**Set task:**
Turn everything from the line containing "the woman's hair" down to the end of the records below into a JSON list of strings, one string per line, with blank lines left out.

**Data records:**
****************************************

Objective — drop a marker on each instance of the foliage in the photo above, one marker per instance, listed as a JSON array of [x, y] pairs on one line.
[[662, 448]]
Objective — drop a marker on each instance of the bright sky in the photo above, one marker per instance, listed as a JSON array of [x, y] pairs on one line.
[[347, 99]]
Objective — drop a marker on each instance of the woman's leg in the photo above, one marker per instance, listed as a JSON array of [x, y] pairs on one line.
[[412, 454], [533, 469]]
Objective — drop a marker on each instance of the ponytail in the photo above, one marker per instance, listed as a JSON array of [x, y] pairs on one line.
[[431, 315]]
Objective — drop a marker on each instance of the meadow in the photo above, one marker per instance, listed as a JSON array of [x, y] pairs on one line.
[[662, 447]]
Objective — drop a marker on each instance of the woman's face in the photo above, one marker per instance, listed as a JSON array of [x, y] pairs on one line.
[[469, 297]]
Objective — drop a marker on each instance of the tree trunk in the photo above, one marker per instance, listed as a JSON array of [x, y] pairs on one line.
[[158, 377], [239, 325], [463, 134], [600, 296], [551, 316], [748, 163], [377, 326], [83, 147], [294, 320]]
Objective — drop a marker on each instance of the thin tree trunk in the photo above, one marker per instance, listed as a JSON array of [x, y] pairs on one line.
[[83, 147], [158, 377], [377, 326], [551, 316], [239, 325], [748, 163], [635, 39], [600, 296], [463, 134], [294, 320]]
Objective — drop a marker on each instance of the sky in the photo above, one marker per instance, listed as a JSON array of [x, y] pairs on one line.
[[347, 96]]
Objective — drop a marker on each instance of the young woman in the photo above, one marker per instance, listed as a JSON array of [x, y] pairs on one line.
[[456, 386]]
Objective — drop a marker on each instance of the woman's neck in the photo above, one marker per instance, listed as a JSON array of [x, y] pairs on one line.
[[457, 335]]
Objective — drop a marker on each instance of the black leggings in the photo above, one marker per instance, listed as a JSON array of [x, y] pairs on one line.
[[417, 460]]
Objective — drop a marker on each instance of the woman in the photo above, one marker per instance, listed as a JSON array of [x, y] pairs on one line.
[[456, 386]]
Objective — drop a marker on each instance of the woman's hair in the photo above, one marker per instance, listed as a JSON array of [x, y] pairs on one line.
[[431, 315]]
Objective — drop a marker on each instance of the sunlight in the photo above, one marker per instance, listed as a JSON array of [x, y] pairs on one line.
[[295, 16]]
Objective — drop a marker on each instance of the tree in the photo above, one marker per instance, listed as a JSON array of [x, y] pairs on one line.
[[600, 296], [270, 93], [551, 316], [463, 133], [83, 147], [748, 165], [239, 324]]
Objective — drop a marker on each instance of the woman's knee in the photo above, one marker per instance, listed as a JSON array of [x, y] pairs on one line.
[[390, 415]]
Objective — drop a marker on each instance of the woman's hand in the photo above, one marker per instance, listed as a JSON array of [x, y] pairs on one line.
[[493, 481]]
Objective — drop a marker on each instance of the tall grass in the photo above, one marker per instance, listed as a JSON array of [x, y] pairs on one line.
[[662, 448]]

****************************************

**Written reply:**
[
  "Objective — drop a marker on each instance of the woman's hair in the photo above, one marker per instance, listed as a JSON array of [x, y] pairs on one line.",
  "[[431, 315]]",
  "Objective — drop a marker on each instance of the sunlight in the photo above, one marker per instance, listed as a JSON array of [x, y] pairs on one line.",
  "[[295, 16]]",
  "Objective — drop a marker on each instance of the tree in the photo above, one marker per instance, listed as a JSON array of [x, y] pairs on one line.",
  "[[600, 296], [270, 93], [551, 316], [463, 133], [83, 147], [748, 165], [239, 324]]",
  "Objective — drop a marker on each instance of the woman's knee in the photo above, one marker per instance, listed as a JSON array of [x, y] pairs on one line.",
  "[[390, 415]]",
  "Objective — drop a marker on each instance of the woman's hand in the photo above, one marker per instance, listed as a JSON array of [x, y] pairs on one line.",
  "[[493, 481]]",
  "Objective — drop a marker on each instance of the tall grass in the photo above, one marker per instance, listed as a JSON array of [x, y] pairs on one line.",
  "[[662, 448]]"
]